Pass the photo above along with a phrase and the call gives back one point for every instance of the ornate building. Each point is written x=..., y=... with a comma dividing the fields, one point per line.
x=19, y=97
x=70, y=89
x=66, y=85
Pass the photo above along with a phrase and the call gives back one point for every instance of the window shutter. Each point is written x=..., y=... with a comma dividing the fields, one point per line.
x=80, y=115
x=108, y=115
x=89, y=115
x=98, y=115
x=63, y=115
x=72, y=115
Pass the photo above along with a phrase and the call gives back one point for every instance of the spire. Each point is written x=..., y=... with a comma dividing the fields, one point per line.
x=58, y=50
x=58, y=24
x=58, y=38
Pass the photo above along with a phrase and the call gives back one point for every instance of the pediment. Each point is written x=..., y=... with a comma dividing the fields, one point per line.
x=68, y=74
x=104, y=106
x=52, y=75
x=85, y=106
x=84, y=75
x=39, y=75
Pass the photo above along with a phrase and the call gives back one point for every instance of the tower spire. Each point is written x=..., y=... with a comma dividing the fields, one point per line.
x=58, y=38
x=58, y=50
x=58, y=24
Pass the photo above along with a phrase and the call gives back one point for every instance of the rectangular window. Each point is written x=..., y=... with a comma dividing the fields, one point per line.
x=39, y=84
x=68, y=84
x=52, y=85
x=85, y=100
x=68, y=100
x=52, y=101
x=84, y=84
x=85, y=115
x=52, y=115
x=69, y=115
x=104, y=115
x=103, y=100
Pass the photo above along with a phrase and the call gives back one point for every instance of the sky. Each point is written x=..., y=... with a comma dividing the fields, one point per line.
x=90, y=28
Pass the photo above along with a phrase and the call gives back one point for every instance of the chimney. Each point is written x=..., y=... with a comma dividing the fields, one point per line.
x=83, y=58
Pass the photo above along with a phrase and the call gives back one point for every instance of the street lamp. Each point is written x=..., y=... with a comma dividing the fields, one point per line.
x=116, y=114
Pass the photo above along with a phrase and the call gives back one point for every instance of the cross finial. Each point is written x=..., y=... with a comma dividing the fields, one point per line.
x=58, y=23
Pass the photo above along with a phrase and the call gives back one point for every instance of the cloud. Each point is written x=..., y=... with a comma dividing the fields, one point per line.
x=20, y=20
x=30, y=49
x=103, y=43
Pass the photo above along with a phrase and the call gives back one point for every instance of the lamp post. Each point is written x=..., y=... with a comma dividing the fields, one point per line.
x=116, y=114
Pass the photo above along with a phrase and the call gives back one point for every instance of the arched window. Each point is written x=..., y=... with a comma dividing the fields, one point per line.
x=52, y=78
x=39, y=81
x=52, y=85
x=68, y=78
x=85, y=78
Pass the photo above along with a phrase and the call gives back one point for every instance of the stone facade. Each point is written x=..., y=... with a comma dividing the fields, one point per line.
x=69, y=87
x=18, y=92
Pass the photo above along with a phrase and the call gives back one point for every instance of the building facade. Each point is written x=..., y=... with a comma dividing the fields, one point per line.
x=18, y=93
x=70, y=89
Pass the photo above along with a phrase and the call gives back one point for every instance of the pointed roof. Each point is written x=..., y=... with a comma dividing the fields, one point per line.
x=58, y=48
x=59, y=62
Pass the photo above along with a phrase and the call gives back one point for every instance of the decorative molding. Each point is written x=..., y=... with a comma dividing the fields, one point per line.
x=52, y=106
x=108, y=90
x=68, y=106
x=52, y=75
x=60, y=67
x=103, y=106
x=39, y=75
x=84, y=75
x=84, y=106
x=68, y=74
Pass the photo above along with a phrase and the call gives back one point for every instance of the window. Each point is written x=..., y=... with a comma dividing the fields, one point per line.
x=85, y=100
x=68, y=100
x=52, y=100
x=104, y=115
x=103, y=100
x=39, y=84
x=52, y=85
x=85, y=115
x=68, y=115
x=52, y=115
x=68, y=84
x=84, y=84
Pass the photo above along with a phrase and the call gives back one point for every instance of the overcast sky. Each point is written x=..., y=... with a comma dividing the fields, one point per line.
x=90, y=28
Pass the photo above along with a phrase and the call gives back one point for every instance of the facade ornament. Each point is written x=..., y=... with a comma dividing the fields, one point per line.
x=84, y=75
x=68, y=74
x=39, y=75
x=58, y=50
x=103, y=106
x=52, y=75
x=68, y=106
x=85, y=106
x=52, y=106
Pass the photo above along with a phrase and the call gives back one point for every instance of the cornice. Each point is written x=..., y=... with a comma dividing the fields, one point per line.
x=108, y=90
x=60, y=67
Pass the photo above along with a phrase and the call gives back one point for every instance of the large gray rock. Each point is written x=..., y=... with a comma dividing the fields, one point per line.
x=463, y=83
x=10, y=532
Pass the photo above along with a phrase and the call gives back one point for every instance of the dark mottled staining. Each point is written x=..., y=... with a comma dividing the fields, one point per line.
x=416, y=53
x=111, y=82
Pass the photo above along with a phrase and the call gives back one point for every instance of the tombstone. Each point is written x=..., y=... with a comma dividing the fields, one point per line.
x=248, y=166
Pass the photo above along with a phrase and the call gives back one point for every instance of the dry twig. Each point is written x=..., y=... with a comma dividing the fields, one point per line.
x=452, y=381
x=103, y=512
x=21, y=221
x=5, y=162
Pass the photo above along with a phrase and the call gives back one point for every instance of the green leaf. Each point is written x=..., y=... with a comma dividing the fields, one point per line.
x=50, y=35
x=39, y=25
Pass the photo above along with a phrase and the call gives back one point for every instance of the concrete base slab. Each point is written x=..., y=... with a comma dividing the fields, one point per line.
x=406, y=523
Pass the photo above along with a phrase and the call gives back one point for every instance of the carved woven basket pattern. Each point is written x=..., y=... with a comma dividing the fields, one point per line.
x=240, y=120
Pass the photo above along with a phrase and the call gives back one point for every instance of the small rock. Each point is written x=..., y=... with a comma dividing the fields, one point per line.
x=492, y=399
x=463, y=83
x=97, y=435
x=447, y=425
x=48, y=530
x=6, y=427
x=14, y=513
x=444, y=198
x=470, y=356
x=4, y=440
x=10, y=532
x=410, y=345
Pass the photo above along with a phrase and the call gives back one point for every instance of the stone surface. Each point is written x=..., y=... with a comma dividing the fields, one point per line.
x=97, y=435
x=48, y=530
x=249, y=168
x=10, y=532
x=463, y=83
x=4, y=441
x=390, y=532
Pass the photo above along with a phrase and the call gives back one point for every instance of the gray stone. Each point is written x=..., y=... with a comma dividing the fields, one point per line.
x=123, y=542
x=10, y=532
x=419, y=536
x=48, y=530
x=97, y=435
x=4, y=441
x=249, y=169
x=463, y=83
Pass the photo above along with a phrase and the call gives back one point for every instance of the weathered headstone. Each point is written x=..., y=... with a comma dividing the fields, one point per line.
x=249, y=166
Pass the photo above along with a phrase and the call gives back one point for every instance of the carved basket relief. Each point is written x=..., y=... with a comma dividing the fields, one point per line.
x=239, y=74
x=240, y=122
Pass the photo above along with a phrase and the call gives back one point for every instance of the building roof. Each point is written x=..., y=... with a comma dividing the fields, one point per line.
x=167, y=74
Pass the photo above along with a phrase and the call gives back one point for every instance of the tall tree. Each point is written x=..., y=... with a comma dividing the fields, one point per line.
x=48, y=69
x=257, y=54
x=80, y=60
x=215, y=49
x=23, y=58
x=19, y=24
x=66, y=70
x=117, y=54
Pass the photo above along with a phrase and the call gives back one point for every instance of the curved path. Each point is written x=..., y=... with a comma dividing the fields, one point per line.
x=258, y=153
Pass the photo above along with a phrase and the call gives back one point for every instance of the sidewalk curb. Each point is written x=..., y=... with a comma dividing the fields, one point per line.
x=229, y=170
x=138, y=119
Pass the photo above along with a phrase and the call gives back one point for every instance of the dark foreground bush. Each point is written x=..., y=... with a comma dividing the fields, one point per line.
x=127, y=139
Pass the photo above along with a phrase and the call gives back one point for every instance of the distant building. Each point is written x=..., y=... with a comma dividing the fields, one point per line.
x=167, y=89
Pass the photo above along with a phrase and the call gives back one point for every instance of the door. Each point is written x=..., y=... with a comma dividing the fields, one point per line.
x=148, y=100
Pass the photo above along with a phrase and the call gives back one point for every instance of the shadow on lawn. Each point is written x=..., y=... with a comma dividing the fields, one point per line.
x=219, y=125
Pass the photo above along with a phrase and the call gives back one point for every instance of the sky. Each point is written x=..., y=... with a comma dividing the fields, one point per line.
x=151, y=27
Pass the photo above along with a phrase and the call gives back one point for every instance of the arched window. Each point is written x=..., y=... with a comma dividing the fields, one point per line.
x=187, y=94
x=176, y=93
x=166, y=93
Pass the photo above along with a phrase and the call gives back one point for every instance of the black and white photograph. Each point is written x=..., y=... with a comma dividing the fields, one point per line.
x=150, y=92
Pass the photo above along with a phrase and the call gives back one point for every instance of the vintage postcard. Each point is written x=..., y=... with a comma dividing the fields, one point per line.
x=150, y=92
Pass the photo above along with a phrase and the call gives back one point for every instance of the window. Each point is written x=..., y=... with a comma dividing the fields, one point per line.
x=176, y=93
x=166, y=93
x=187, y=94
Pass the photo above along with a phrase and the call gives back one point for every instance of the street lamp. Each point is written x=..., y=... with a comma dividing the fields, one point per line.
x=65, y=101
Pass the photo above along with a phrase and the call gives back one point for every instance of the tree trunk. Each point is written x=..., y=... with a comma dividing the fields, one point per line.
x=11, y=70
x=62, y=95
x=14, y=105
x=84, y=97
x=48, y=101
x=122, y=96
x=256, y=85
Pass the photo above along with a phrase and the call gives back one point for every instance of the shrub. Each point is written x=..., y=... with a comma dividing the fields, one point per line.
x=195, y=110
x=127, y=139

----

• _WHAT YOU SHOULD DO_: Please copy the line that contains "of the tree" and each line after it through the end of the records, exactly, and no other lines.

• _TASK OUTPUT_:
Pass the photo above along with a phrase and the call gives back one point for every instance of the tree trunk. Each point is written x=..., y=... with a comma dividing the fields, one point per line.
x=11, y=70
x=62, y=95
x=14, y=105
x=84, y=97
x=48, y=101
x=122, y=96
x=256, y=85
Pass the photo above along with a phrase and the call gives back one point for every instance of the shrub. Each point is written x=..., y=... with a comma dividing the fields, one point per line.
x=195, y=110
x=127, y=139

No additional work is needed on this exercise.